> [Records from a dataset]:

<<<<

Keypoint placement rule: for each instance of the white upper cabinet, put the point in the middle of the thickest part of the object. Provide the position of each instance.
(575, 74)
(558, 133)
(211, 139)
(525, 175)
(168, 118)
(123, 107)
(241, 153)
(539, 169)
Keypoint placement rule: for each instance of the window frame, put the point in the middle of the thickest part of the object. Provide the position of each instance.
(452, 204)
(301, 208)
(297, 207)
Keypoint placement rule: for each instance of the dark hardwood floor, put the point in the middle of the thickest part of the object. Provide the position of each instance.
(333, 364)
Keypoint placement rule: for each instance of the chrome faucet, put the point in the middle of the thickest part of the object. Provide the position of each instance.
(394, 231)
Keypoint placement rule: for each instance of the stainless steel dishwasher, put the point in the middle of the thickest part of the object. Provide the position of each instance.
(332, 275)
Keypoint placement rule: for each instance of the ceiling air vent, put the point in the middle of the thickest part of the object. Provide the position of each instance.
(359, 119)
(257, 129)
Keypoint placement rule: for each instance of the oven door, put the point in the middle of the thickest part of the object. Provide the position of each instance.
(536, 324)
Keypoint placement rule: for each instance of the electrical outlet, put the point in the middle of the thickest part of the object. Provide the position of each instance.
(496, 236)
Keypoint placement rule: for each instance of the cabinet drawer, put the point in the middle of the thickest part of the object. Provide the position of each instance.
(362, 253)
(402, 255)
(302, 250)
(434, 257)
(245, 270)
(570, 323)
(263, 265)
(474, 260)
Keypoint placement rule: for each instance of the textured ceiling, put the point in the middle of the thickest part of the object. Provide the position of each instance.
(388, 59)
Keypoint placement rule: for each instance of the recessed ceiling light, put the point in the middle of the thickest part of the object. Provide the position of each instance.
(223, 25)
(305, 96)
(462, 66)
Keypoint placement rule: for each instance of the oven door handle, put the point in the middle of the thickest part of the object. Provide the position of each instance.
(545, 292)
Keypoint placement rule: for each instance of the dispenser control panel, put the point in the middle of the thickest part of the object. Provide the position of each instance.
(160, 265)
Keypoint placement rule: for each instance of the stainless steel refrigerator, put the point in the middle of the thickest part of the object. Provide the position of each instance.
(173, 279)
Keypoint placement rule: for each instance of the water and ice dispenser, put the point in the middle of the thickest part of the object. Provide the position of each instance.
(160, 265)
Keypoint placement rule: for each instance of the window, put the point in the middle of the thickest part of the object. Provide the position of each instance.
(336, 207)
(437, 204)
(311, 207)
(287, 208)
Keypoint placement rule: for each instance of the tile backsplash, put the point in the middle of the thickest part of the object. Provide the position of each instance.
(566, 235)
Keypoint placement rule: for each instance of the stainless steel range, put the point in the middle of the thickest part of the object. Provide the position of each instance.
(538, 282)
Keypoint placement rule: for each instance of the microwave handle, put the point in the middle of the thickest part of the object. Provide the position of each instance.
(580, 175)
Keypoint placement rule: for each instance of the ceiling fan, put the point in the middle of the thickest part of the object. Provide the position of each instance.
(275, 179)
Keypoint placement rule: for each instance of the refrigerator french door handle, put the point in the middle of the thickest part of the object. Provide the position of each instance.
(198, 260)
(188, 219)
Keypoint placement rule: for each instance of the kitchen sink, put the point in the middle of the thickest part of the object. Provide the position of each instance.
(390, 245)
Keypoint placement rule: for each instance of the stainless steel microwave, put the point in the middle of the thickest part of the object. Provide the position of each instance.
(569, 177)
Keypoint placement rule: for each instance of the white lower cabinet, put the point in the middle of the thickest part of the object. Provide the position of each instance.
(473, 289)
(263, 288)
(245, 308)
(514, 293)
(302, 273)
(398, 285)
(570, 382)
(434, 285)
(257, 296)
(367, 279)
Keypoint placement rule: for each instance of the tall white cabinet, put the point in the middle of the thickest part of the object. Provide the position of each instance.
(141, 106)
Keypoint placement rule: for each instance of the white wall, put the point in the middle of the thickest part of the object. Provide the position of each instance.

>>>>

> [Aim]: Repeat all of the records above exactly as written.

> [The reply]:
Keypoint placement rule: for each instance of the white upper cabinet, put the point in the middle of the thickest part of the object. Provide the position of each instance.
(575, 74)
(558, 133)
(211, 139)
(525, 175)
(168, 118)
(123, 107)
(241, 153)
(539, 169)
Keypoint placement rule: for each instance of the window frame, put the point in the middle of the thickest part of the object. Provide the position of each instance.
(452, 204)
(301, 208)
(297, 207)
Keypoint placement rule: for each instance of the dark hardwood floor, put the point in the middle of the thickest part of the object. Provide the position of each instance.
(333, 364)
Keypoint placement rule: for each instance of the chrome faucet, put the point in the middle of the thickest part of the object. Provide the position of each instance.
(394, 231)
Keypoint placement rule: for each instance of the stainless steel dishwasher, put the point in the middle of the thickest part of the object. Provide the position of each instance.
(332, 275)
Keypoint placement rule: for each instance of the ceiling air vent, put the point in the middle of the thickest part of the object. Provide the position of each instance.
(359, 119)
(257, 129)
Keypoint placement rule: for each instance of the oven door, put the point in the middle of the thickest part of the object. Provide the position of each instance.
(536, 324)
Keypoint placement rule: for each instance of the electrical outlet, put the point in the middle of the thickest part of the object. Provide the position of each instance.
(496, 236)
Keypoint placement rule: for each instance of the cabinet drawer, put the point in the middle of the thickest part of the object. Provide the position of each instance.
(362, 253)
(402, 255)
(302, 250)
(434, 257)
(245, 270)
(570, 323)
(263, 265)
(474, 260)
Keypoint placement rule: for each instance of the textured ceiling, put the point in the middle of the thickest part of the object. Provide the position of each instance.
(388, 59)
Keypoint placement rule: for each instance of the recessed ceiling light, put the point in the middle of the thickest part of the object. Provide the position of each instance.
(223, 25)
(305, 96)
(462, 66)
Keypoint placement rule: for each instance of the oven door handle, put the point in the middle of the thickest part of the object. Provide the position of each instance.
(545, 292)
Keypoint placement rule: for each instance of the dispenser control panel, put the point in the middle of the thickest part of the object. Provide the position of each instance.
(160, 265)
Keypoint placement rule: for each instance of the stainless steel refrigerator, put the point in the middle of the thickest part of the object. Provide the position of each instance.
(173, 279)
Keypoint placement rule: for each instance of the water and ice dispenser, put the point in the middle of the thickest part of the object. Provide the position of each instance.
(160, 265)
Keypoint placement rule: for each instance of the window, put the point in the middle of the thickest part of the object. Provide the position of each instance.
(336, 207)
(437, 204)
(311, 207)
(287, 208)
Keypoint placement rule: for each instance of the tile backsplash, put the point in the middle of the thickest part of the object. Provide the position of each instance.
(566, 235)
Keypoint placement rule: for each instance of the stainless steel range, put the point in the middle of the thickest part of the object. Provide the position of each instance.
(538, 282)
Keypoint placement rule: for each instance of the microwave handle, put the point in the middle of the thickest part of the object. Provide the position of each instance.
(580, 175)
Keypoint placement rule: for each instance of the ceiling fan, put the point in the middle of the thickest part of the object. Provide the position of each instance.
(275, 179)
Keypoint placement rule: for each instance of the refrigerator french door handle, put the point in the middle of the thickest part of the object. Provide the position of each instance.
(198, 260)
(188, 219)
Keypoint placement rule: for each instance of the kitchen sink, put the point in the middle of the thickest part of the object. Provide the position of each instance.
(390, 245)
Keypoint placement rule: for each instance of the stainless steel microwave, put the point in the middle of the thickest part of the object. Provide the position of each instance.
(569, 177)
Keypoint placement rule: for each instance of the white lower cabinet, put the point in the middle of the thickest part of the object. Provide the position of each instance.
(473, 289)
(263, 288)
(245, 308)
(514, 293)
(302, 273)
(398, 285)
(570, 382)
(434, 285)
(257, 296)
(367, 279)
Keypoint placement rule: for each instance of the tall white cabinet, put the point in the middle of the thickest part of the object. Provide the position of each instance.
(141, 106)
Keypoint placement rule: for each instance of the white wall, put the point in the middle of the thickest part of the object. Provide the position of each instance.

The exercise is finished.